*INFORMATION SHOWN*
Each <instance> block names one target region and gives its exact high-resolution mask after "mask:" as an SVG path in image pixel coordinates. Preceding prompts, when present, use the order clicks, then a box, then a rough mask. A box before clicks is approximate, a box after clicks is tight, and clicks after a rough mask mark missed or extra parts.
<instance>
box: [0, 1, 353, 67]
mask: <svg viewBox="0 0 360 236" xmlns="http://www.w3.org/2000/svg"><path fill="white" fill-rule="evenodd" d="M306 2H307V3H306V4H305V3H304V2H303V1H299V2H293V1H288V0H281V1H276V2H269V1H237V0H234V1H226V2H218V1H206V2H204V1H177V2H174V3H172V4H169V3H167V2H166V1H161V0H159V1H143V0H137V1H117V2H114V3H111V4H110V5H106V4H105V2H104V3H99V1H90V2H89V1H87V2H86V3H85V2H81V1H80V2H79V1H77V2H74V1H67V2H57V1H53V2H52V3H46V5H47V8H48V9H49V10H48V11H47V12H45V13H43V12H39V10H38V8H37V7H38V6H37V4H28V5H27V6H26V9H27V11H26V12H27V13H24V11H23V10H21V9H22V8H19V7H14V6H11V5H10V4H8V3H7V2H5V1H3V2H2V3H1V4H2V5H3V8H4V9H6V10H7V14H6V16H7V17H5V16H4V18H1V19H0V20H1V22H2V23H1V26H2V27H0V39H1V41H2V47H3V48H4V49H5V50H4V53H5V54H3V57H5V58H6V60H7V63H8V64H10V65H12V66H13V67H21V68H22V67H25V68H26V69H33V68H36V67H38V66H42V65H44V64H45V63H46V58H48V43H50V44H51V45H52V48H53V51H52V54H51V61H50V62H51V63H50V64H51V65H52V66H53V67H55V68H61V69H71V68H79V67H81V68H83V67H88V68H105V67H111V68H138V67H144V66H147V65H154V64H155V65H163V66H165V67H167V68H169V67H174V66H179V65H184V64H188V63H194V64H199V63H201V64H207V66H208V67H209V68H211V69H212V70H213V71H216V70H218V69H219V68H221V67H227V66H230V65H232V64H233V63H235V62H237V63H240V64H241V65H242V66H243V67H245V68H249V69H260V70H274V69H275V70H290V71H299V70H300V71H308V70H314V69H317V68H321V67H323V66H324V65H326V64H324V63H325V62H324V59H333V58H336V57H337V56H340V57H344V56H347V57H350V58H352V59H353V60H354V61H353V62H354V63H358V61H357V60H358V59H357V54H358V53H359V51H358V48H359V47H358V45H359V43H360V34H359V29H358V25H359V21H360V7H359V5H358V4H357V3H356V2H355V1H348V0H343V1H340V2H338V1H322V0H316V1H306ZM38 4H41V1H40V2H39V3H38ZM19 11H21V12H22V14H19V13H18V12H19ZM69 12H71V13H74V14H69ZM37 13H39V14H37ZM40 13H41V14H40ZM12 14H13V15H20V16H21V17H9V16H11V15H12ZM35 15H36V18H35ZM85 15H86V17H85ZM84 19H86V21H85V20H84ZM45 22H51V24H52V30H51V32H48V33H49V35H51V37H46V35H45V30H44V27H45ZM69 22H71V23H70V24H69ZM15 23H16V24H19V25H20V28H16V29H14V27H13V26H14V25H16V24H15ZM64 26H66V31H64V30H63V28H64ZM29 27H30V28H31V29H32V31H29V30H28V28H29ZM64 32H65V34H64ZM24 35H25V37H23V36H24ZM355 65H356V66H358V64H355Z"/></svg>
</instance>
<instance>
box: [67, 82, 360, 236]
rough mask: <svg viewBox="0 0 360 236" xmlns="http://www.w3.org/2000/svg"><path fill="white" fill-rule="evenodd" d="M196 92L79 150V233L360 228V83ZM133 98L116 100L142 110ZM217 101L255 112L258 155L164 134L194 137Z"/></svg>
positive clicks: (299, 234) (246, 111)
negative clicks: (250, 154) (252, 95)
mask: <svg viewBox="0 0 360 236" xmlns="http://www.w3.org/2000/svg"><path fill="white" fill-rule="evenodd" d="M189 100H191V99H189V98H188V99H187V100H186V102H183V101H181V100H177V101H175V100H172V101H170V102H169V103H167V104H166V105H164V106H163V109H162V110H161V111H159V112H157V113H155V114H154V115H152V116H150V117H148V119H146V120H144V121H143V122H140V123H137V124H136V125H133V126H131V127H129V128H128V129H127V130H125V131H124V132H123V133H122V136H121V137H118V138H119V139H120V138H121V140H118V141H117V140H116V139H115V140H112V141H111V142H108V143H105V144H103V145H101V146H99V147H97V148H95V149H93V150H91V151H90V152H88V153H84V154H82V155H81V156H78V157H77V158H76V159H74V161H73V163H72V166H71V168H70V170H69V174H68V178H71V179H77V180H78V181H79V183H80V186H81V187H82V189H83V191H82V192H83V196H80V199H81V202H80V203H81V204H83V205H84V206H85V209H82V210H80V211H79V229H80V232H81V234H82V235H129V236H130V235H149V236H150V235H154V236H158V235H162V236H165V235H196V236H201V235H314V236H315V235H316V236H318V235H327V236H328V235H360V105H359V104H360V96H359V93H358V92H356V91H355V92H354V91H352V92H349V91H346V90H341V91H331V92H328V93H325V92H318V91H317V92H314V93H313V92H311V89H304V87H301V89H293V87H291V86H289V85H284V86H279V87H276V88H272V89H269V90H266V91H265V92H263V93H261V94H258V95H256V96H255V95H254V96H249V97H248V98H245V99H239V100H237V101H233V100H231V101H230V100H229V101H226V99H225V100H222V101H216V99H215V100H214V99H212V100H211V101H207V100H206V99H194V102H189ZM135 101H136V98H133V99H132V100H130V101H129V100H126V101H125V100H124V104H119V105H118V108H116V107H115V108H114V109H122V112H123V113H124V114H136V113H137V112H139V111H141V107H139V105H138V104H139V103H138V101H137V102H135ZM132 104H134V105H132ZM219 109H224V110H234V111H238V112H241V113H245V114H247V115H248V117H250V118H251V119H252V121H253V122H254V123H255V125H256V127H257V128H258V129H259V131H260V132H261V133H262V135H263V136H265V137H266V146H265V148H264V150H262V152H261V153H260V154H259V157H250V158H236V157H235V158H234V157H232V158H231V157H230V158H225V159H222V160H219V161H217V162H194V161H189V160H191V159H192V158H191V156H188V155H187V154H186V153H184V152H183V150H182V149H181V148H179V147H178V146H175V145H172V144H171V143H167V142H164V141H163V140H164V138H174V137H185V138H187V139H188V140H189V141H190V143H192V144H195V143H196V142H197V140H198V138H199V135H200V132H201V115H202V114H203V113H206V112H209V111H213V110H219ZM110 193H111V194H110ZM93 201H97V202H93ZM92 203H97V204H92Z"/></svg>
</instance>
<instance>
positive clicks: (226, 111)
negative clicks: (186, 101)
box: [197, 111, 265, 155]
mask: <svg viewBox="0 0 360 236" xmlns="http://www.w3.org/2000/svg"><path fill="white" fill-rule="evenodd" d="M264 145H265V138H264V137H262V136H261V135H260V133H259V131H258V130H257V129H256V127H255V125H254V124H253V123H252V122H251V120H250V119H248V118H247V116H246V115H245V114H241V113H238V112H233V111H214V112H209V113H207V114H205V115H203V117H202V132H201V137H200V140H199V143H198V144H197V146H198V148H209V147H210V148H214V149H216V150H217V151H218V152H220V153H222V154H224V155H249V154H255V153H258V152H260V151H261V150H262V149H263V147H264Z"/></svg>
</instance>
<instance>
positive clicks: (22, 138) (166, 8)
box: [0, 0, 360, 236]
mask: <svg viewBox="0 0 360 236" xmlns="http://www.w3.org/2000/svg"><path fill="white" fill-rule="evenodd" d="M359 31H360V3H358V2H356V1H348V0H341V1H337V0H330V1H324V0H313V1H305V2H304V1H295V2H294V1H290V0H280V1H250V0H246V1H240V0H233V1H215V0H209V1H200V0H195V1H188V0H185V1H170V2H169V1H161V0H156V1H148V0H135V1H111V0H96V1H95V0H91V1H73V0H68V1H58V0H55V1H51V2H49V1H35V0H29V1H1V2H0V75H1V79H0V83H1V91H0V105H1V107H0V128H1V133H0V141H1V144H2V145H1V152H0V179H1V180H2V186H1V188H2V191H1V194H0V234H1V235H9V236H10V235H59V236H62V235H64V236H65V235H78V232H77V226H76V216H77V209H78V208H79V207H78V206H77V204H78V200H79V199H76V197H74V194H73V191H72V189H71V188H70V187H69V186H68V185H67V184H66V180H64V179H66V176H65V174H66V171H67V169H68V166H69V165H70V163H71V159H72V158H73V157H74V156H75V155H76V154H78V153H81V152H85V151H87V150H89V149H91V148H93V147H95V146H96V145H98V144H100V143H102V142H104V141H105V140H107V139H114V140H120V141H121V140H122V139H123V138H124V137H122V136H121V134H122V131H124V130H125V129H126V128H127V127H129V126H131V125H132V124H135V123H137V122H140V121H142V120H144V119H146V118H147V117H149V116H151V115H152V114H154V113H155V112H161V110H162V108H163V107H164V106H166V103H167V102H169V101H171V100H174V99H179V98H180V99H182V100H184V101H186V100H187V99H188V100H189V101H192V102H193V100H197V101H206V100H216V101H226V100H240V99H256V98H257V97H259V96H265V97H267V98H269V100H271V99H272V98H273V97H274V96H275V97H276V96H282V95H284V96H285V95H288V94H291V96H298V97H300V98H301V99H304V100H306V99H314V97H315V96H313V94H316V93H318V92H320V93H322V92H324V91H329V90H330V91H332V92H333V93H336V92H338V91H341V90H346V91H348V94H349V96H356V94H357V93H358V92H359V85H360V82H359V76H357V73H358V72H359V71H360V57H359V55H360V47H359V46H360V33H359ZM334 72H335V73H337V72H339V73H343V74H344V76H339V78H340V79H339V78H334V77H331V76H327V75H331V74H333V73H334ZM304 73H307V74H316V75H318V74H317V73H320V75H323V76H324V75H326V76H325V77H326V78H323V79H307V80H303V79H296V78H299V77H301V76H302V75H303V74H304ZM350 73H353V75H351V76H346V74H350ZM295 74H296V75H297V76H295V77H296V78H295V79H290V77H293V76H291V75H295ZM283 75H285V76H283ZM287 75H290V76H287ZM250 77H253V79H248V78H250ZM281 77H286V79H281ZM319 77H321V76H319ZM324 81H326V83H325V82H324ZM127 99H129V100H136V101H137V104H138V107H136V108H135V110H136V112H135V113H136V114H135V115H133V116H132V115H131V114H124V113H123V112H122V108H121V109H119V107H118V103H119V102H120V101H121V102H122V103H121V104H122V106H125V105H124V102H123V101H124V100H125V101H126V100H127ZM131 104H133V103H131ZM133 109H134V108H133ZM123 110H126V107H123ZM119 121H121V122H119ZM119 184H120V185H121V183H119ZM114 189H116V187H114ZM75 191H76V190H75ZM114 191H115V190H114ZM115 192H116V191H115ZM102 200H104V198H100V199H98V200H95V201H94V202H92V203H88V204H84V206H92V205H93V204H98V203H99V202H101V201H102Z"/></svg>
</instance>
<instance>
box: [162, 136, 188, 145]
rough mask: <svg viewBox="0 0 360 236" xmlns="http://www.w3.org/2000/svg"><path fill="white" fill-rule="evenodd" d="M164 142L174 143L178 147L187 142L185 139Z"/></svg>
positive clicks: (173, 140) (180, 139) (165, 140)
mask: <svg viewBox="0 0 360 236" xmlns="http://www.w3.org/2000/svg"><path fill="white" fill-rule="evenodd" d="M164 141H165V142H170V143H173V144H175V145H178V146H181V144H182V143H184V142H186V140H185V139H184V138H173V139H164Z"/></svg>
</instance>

*GOAL OF THE EXERCISE*
Copy out the rows above word for word, from their very first line through the line containing "box: [0, 1, 353, 67]", with both ends included.

*TASK RESPONSE*
Each <instance> block names one target region and gives its exact high-resolution mask after "mask:" as an SVG path in image pixel coordinates. Preceding prompts, when present, use the order clicks, then a box, then a rough mask. A box before clicks is approximate, a box after clicks is tight, and clicks after a rough mask mark missed or extra parts.
<instance>
box: [0, 1, 353, 67]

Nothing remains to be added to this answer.